• Selected passage
┏━━
A smiley face chocolate lollipop stands on display inside a branch of Hotel Chocolat Ltd., in London, U.K., on Wednesday, March 23, 2016. Hotel Chocolat announced plans to list shares on London's Alternative Investment Market as the U.K. luxury chocolate retailer seeks funds to accelerate its growth. Photographer: Chris Ratcliffe/Bloomberg
© Bloomberg

Buy: Hotel Chocolat (HOTC)

Hotel Chocolat is doing well to mitigate a punishing cost environment for retailers, while improvements in factory capacity should help drive future efficiencies this year and next, writes Harriet Russell.

It’s rare to read a set of retail results lately where sales, margins and profits are all on the rise. But that’s exactly what confectioner Hotel Chocolat has managed to achieve. Half-year revenue rose by a respectable 15 per cent to £71.7m which, thanks to an expansion in margins, translated into a similar growth rate at the bottom line. The group also finished the period in a net cash position, supported in part by strong cash generation, and announced a maiden half-year dividend worth 0.6p a share.

Christmas was a clear success for the group, with sales up 15 per cent over the 13 weeks ended December 31 2017. Over the first six months, the group opened 10 stores, taking its total to 100, and an encouraging initial performance has prompted bosses to accelerate plans for new openings this year. This sits alongside a thriving digital sales channel, which includes Hotel Chocolat’s own website and third-party wholesale agreements with Amazon and Ocado. These partnerships accounted for roughly half of the 13 per cent acceleration in digital revenues.

Analysts at Liberum expect pre-tax profit of £12.4m for the year ending July 2018, giving earnings per share of 8.7p, compared with £11.2m and 7.8p in full-year 2017.

The shares’ forward rating of 37 leaves little room for error, but this is a company proving itself capable of consistent growth.

Sell: AA (AA.)

Increased competition and a lack of interest from younger drivers is worrying for the breakdown and insurance company, writes Emma Powell.

AA has been backed into a corner, forced to disappoint shareholders in the short term in the hope of securing the long-term viability of its operations. That means pumping cash into the business in an attempt to reverse the continued decline in membership numbers, while making its insurance products more competitive in a crowded marketplace. To fund these aims, the annual dividend will be cut to 5p a share for its January 2018 year end, and to 2p a share in 2019, remaining at that level until profit and free cash flow enable a change in policy. That’s a heavy drop from the 9.3p paid for 2017.

Cash profits are expected to come in at between £335m and £345m this year, down from a consensus expectation of £387m. Profitability will take a £12m hit from the decline in personal membership and business customers, as well as increased insurance premium tax. However, an uplift in the motor insurance book is expected to offset about £9m of this.

Additional capital expenditure of £26m is planned in the hope of kickstarting growth. Attracting new members has not been too much of an issue – paid new membership has risen almost a quarter since the 2014 IPO – but keeping hold of them has proved more difficult. New chief executive Simon Breakwell is pinning his hopes on digital improvements. By improving the breakdown app — only used by 30 per cent of members at present — he hopes not only to reduce call centre costs, but attract a broader range of customers beyond its traditional over-50s base.
┗━━
• Listed entries
┏━━
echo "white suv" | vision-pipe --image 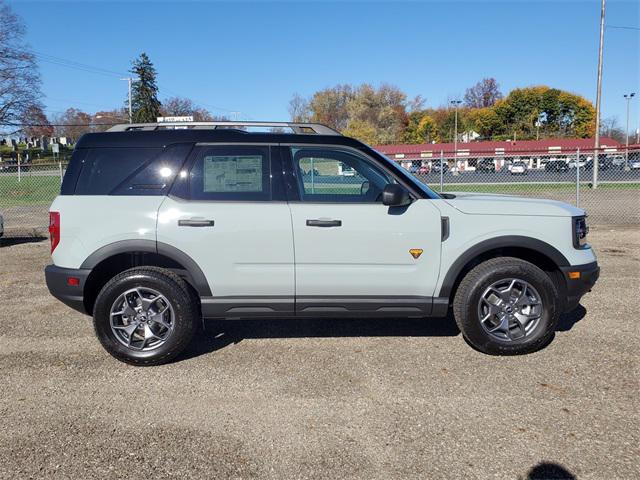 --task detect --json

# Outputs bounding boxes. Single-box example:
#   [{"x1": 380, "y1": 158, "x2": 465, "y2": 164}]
[{"x1": 46, "y1": 122, "x2": 599, "y2": 365}]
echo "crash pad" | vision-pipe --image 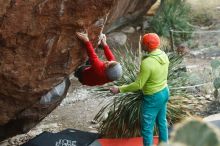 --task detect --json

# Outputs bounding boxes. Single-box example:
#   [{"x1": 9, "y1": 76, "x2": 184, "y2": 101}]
[{"x1": 89, "y1": 136, "x2": 158, "y2": 146}]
┗━━
• What you need to do
**A)** From the article on Hotel Chocolat and AA shares, copy the part that opens with the words "Christmas was a" and closes with "of consistent growth.".
**B)** Answer these questions using the article on Hotel Chocolat and AA shares:
(i) How many stores did Hotel Chocolat have in total after its first-half openings?
(ii) What dividend per share did AA pay for 2017?
(iii) What share of AA members currently use the breakdown app?
**C)** Pick up the article on Hotel Chocolat and AA shares after its last sentence and keep writing it.

• Outputs by task
**A)**
Christmas was a clear success for the group, with sales up 15 per cent over the 13 weeks ended December 31 2017. Over the first six months, the group opened 10 stores, taking its total to 100, and an encouraging initial performance has prompted bosses to accelerate plans for new openings this year. This sits alongside a thriving digital sales channel, which includes Hotel Chocolat’s own website and third-party wholesale agreements with Amazon and Ocado. These partnerships accounted for roughly half of the 13 per cent acceleration in digital revenues.

Analysts at Liberum expect pre-tax profit of £12.4m for the year ending July 2018, giving earnings per share of 8.7p, compared with £11.2m and 7.8p in full-year 2017.

The shares’ forward rating of 37 leaves little room for error, but this is a company proving itself capable of consistent growth.

**B)**
(i) 100
(ii) 9.3p
(iii) 30 per cent

**C)**
About £35m has been earmarked for improving its “Stay AA” customer retention system, including helping it get better at staying in touch with members ahead of their renewal date. It also plans to roll out its “Car Genie” telematics product, with a view to launching a “connected car” digital offering, the latter would allow members to monitor the health of their vehicle and gain access to faster and more competitive insurance quotes, with the AA gaining more customer data.

Management is also hoping that investing in insurer hosted pricing systems — where rates are held by the insurer as opposed to an intermediary-controlled software house — will enable the AA not only to give more competitive quotes, but start offering insurance to non-members. They’re used by just five of the 12 members of insurers on its in-house underwriting panel at present. The group also wants to do more business through this channel, rather than third-party brokers.

Hold: Glencore (GLEN)

There’s little sign of the drivers that made 2017 a record year disappearing any time soon. Industry-wide under-investment in copper, cobalt, zinc and lead supply look set to support prices in both Glencore’s industrial and marketing arms, writes Alex Newman.

Glencore’s unusual structure — a traditional mining business stapled to a commodities trading house — is often hailed as a natural hedge in a volatile industry. But in 2017, what was invariably good for one was good for the other. Within the industrial segment, higher prices for copper, cobalt and zinc resulted in a 38 per cent cash profit margin in the mining of metals and minerals, up from 33 per cent in 2016.

Meanwhile, a 3 per cent increase in the marketing division’s adjusted operating income was largely down to the trading of metals and minerals, and tightening conditions in the copper, cobalt and zinc markets. That more than offset the drop in agricultural products earnings, where margin pressure was compounded by the sale of a 50 per cent stake in the division.

All told, this produced a very strong set of results. Group level adjusted operating profit more than doubled to $8.6bn (£6.1bn), gearing fell sharply, and $2.9bn of planned dividends put Glencore’s yield in the same league as the large miners from which Glencore seeks to differentiate itself.

The group’s assets include $470m of DRC-originated deferred tax credits, which Glencore hopes can be claimed against profits at the recently restarted Katanga copper-cobalt complex. But parliamentary approval of a new mining code has thrown existing tax stability agreements into doubt. If the bill is given the presidential seal, Glencore could be forced to write off some or all the $633m of total unrecognised tax-effected losses – more than last year’s entire group impairment. Additional proposals to introduce a “super profits tax” and the identification of cobalt as a strategic mineral could place further strain on one of Glencore’s chief sources of political risk.

On average, analysts believe adjusted pre-tax profit and earnings per share can improve this financial year, to $8.7bn and 44.5 cents, respectively (from $7bn and 38.3 cents in 2017).

Chris Dillow: The US inflation surprise

Economists were surprised last week by higher-than-expected US inflation. From a longer-term perspective, however, the surprise is not that inflation has risen but that it was so low in the first place.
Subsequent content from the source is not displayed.